*** DATASET ROWS ***
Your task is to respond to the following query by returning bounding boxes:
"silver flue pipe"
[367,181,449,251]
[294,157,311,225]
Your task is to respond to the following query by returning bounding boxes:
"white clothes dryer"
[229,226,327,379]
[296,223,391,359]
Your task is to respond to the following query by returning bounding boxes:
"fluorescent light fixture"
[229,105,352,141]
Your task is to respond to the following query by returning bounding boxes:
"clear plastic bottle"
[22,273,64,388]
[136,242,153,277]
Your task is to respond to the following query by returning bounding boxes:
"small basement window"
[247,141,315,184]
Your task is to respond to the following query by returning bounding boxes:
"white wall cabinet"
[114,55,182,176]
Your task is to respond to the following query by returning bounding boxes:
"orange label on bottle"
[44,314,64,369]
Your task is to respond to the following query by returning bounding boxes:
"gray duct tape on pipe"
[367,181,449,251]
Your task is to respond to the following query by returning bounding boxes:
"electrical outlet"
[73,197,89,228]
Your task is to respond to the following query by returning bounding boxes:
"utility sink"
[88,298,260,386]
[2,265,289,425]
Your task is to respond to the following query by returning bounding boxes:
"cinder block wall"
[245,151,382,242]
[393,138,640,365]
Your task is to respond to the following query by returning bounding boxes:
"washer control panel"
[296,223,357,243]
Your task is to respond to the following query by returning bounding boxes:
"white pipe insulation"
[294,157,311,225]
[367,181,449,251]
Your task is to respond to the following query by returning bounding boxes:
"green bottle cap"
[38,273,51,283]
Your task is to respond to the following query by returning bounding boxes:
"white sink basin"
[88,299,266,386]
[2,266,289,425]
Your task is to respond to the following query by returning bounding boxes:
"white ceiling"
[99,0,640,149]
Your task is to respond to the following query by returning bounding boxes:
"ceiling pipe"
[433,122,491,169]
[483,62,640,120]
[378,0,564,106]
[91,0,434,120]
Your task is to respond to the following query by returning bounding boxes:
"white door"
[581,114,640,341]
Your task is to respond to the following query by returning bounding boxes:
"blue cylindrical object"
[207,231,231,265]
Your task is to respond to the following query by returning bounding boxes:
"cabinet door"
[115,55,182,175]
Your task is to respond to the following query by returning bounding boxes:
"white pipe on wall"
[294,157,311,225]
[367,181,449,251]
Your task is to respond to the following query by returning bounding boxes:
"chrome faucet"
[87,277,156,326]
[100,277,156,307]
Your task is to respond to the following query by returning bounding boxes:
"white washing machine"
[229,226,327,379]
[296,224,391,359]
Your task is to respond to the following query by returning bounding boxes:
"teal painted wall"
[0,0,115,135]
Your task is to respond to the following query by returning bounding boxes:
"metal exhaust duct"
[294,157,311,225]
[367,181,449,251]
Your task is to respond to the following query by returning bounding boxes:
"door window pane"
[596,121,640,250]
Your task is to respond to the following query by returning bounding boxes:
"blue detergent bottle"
***
- _DIRECTION_: Gather each line of the items above that contains the word "blue". Case counts.

- _WRITTEN SOLUTION_:
"blue cylindrical object"
"blue detergent bottle"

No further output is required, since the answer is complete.